» Work to do
Every line from the one with "Pretty please, point out where the large" through the end of the records below should be restated word for word, and nothing outside that span.

#####

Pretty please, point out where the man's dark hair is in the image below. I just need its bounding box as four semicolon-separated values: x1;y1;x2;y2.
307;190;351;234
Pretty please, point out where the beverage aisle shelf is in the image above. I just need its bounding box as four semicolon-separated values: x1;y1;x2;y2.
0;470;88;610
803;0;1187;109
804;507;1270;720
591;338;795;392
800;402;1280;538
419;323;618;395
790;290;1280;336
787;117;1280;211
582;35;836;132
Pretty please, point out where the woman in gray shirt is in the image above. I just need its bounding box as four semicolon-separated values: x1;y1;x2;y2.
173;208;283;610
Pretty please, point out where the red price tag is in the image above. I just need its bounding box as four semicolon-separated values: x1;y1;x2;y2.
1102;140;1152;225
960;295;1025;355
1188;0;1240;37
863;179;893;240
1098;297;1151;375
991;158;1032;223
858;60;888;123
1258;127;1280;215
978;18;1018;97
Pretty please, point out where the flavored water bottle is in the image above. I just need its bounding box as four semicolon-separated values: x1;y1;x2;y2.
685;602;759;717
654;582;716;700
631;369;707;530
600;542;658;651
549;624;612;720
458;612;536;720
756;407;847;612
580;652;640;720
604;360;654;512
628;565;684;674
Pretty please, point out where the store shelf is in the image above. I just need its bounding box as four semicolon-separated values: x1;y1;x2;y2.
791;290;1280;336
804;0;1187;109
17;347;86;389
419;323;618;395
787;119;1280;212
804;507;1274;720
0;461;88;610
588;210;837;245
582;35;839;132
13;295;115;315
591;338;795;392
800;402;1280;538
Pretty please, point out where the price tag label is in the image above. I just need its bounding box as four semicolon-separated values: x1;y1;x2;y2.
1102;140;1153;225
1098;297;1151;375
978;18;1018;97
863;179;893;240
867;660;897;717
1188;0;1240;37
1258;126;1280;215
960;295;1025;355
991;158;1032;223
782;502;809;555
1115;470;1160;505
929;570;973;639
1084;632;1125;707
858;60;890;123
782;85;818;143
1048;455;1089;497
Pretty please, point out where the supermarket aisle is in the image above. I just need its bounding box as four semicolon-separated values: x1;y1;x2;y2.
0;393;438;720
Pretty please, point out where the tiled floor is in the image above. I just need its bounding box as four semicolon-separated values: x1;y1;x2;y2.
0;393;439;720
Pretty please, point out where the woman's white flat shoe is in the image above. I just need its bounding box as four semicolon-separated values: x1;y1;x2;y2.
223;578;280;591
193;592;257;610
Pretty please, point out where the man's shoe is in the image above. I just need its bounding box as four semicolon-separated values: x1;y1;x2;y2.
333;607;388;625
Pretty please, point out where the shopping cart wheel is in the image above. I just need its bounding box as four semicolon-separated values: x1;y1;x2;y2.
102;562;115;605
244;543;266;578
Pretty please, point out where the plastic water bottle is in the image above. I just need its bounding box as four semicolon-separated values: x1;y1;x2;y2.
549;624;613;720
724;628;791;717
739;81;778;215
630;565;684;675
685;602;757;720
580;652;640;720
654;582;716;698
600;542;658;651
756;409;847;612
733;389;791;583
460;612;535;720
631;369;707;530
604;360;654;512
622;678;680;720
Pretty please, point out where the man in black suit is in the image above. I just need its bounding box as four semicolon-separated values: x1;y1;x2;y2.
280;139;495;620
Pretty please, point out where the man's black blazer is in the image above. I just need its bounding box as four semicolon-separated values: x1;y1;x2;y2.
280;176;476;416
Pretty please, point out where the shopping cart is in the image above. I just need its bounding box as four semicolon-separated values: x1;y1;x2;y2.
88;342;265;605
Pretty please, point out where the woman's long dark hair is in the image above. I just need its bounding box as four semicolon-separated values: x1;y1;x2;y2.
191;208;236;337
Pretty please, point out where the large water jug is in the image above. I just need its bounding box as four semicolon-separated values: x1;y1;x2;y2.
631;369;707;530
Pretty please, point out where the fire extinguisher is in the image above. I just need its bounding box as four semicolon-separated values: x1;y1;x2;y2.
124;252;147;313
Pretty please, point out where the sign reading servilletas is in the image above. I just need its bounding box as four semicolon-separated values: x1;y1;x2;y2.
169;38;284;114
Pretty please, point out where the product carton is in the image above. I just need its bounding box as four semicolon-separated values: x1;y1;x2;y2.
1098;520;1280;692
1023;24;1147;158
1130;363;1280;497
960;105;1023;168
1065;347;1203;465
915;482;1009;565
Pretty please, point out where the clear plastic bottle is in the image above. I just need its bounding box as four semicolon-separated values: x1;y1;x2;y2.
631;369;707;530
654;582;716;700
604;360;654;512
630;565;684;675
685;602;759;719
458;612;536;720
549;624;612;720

#####

» Result
Pretty please, point out where the large water jug is in the image above. I just need its bounding box as four semicolon-separated values: x1;y1;x2;y2.
631;369;707;530
Pretty please, point out where the fire extinguisher is in the image above. I just need its bounding box as four semicolon-separated values: x1;y1;x2;y2.
124;252;147;313
Pretty please, point out where the sign reading servilletas is in the image above. I just need its bounding box as four semicolon-separated values: x1;y1;x2;y2.
169;38;284;114
Pretty please, point out where the product carton is in the image above. I just need its bounding box as four semicolon-separated values: x1;y1;x2;y2.
1098;520;1280;692
1023;24;1147;158
1130;363;1280;497
960;105;1023;168
1065;347;1203;465
915;482;1009;565
Pretty please, point out where the clear plastic bottle is in the image above. I just need its bounding box as four semicolon-separated values: x1;y1;x2;y2.
631;369;707;530
654;582;716;700
604;360;654;512
630;565;684;675
685;602;759;719
458;612;536;720
549;624;612;720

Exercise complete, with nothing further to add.